Selected extract Block Start

Monday, May 11, 2009

A familiar face

I know that I'm not the only guy in the world with a trach in my neck. But it feels that way sometimes.

The plastic tube that I felt on my throat when I woke up in the hospital on January 14 is the first trach that I ever saw, to the best of my memory. It was a jarring sight at first, but I've gotten used to it.

For four months, I've been hoping to spot a trach in someone else's neck, but up until a few days ago, that hadn't happened yet.

I guess I'm just not very observant. A woman with a trach nearly identical to mine was one of the biggest newsmakers in the U.S. last week, and I completely failed to notice.

I'm talking about Connie Culp, the Ohio woman who was shot in the face five years ago by her husband, who then shot himself. Ms. Culp survived, but the attack left her without a face.

In December, after 30 surgeries that attempted to reconstruct Ms. Culp's features, she became the nation's first face transplant recipient. One week ago, in a news conference at the Cleveland Clinic, Ms. Culp showed her brand-new face to the world.

Selected extract Block End
Listed entries Block Start

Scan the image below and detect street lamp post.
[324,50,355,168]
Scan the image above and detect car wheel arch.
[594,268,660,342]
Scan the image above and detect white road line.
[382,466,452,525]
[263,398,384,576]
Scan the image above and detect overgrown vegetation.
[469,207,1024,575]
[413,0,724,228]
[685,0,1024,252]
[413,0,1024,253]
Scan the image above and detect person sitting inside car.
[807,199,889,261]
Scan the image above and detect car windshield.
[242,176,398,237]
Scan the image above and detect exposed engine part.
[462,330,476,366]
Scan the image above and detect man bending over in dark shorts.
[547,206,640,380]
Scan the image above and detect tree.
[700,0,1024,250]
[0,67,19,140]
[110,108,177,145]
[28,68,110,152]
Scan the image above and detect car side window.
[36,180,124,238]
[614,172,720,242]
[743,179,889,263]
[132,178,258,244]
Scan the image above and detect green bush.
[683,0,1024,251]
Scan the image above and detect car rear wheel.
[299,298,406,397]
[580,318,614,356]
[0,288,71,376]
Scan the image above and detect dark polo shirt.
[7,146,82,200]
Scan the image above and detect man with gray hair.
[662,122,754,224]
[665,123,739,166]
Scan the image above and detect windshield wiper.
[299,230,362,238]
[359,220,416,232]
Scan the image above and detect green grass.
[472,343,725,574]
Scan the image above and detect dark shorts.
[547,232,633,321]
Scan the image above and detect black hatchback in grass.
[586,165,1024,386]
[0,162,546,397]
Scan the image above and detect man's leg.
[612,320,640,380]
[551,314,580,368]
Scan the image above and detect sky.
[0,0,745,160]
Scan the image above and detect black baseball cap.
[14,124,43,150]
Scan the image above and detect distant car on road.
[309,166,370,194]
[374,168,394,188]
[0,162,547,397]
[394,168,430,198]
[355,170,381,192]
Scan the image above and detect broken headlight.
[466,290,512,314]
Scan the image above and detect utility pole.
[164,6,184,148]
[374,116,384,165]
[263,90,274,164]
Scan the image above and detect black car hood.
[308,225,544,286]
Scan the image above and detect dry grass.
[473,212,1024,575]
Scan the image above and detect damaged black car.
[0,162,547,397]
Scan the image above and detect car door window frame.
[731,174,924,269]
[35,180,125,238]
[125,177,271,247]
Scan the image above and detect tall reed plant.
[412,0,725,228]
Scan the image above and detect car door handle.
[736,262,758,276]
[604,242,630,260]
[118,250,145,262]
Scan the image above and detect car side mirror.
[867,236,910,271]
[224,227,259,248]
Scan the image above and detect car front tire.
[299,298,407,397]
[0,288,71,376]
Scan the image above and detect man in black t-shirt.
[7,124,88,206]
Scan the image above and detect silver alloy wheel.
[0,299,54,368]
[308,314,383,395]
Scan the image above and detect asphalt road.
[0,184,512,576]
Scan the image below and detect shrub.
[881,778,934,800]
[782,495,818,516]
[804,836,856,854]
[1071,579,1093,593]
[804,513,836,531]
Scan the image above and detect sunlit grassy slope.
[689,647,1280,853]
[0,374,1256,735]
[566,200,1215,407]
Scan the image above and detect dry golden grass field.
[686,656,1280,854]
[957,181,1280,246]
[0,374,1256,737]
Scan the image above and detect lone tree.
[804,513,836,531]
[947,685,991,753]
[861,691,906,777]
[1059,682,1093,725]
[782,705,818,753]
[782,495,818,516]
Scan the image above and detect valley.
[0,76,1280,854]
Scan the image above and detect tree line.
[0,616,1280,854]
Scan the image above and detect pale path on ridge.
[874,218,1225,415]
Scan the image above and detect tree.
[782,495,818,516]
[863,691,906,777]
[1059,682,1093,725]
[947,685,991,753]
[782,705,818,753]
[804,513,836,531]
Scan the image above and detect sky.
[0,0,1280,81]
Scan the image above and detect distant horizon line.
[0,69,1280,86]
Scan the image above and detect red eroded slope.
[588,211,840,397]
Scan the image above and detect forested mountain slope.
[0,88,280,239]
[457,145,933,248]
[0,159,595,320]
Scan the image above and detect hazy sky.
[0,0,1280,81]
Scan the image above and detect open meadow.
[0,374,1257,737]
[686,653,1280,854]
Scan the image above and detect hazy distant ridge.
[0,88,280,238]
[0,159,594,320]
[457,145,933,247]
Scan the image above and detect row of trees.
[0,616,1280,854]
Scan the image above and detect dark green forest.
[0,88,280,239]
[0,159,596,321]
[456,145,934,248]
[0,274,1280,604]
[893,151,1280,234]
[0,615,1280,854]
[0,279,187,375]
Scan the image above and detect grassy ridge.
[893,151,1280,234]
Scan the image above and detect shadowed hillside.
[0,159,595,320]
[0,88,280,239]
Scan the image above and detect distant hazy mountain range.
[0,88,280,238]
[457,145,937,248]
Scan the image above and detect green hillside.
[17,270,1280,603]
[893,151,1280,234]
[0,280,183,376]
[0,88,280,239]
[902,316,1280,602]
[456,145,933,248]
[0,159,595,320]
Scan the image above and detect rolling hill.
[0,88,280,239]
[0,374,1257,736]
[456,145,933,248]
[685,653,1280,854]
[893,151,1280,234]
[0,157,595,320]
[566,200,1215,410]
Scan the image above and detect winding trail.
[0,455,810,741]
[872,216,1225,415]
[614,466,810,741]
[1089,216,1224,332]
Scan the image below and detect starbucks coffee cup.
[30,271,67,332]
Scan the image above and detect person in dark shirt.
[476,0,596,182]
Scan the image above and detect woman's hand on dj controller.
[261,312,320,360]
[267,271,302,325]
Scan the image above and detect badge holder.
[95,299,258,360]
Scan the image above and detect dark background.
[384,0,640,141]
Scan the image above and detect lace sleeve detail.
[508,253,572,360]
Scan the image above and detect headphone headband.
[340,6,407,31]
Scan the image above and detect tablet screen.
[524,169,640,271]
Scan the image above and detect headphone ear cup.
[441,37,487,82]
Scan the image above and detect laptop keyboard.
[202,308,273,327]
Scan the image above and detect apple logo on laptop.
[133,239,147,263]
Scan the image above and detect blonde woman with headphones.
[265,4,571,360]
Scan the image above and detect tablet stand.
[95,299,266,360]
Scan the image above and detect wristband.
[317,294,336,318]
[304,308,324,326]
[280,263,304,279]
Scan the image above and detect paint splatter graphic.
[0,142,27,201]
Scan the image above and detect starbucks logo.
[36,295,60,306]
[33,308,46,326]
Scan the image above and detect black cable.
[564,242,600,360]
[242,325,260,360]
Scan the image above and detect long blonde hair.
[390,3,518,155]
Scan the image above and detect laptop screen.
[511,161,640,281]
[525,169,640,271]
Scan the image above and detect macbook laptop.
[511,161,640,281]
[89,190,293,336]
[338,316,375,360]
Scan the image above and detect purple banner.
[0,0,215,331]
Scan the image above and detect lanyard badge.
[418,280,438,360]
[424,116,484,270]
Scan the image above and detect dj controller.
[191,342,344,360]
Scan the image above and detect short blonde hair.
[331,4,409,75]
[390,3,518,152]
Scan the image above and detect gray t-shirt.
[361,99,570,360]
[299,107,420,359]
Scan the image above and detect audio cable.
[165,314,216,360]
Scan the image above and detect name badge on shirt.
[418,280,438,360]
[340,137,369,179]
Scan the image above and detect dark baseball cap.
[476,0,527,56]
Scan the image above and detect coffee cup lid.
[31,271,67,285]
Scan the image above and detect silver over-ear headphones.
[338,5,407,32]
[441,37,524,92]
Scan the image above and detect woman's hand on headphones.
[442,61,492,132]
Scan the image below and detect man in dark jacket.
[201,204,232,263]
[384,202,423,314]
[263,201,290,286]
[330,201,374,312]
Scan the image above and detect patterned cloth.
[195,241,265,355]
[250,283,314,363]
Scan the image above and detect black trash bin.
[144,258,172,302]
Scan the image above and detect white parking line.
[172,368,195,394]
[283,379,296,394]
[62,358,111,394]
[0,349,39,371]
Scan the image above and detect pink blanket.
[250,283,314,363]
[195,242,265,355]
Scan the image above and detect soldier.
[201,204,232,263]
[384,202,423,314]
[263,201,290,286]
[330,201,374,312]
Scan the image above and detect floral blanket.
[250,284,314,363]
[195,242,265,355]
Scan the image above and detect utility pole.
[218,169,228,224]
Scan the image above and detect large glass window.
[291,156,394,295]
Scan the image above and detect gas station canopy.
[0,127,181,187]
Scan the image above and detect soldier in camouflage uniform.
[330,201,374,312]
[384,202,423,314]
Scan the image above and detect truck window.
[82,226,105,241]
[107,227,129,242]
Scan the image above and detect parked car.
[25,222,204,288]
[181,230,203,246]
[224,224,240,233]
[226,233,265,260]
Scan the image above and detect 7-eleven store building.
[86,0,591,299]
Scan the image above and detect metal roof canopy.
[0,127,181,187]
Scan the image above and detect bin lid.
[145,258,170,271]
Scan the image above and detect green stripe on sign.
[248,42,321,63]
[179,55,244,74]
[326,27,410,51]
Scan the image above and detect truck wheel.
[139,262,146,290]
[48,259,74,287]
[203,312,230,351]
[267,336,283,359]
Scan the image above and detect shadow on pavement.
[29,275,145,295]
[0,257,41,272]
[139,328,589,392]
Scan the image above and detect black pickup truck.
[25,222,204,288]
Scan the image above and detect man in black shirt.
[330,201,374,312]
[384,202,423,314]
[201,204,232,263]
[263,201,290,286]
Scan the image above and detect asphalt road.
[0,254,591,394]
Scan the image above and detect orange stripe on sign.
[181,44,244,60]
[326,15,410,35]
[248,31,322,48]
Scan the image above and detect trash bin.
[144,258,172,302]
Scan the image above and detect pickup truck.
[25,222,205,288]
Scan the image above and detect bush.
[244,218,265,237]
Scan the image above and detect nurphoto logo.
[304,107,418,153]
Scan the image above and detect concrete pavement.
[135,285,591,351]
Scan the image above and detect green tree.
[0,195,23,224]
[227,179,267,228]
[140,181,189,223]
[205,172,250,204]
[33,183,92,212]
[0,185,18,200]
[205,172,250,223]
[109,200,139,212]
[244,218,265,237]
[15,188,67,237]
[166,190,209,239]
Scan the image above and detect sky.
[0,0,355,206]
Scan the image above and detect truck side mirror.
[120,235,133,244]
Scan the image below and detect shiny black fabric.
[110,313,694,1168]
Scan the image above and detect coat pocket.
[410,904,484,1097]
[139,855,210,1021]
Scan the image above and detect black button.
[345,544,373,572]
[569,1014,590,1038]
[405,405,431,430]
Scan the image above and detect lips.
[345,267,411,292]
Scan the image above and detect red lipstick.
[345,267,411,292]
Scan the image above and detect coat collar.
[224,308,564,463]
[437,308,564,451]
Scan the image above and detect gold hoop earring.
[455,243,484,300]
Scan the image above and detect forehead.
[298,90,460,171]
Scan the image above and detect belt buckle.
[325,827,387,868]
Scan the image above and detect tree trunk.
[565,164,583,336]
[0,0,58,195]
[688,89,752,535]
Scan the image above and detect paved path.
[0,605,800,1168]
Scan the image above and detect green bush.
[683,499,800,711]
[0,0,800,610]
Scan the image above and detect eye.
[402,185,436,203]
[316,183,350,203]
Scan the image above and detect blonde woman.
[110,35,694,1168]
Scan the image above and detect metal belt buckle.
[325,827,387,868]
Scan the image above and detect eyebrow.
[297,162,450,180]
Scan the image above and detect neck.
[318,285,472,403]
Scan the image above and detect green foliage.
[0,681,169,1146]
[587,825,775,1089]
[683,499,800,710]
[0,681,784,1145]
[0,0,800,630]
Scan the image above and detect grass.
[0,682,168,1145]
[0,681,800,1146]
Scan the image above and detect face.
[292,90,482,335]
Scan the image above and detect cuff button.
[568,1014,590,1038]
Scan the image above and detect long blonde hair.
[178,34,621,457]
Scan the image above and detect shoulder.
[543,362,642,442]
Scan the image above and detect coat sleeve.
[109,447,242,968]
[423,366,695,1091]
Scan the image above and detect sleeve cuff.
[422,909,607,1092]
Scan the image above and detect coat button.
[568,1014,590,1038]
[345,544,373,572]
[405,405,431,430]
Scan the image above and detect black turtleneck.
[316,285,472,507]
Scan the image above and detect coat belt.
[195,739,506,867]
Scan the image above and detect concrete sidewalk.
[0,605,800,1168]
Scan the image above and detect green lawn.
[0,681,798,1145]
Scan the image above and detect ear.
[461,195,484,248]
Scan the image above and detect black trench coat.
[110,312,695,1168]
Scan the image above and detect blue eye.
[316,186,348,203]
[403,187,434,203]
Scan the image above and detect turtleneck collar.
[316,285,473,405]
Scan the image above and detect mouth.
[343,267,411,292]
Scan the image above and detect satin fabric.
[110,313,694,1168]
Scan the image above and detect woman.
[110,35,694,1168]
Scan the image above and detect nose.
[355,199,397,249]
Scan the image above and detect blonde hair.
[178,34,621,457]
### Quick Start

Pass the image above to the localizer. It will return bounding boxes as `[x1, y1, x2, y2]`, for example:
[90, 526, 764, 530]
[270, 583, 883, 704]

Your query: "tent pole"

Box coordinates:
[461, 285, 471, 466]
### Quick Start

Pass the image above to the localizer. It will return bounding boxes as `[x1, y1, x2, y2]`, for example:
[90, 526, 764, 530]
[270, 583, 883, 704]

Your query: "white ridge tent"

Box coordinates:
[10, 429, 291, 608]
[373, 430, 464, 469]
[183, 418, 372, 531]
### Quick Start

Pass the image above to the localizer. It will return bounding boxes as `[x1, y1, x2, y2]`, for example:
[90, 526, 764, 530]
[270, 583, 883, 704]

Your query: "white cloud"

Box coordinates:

Listed entries Block End

> [Work task 1] In the trach blog post, where did Connie Culp show her new face at a news conference?
> [Work task 2] Carry on the trach blog post from its final sentence.

> [Answer section 1] At the Cleveland Clinic.

> [Answer section 2]
The historic face transplant was reported in both of the newspapers I read, and each paper showed before and after photos. In the pre-transplant photo of Ms. Culp that was released –you can find it here, she is clearly sporting a trach very much like the one I have.

A friend mentioned her trach to me a day or so later. I realized that I found the photos upsetting to look at when I saw them in the paper, I only glanced at the reports on the transplant and then quickly turned the page.

I've caught up with Connie Culp's saga since, and I'm inspired by her courage and strength.

She and I both have a lot to be grateful for, including the plastic tubes in our windpipes that make it possible for us to breathe.

Without them, neither one of us would be alive today.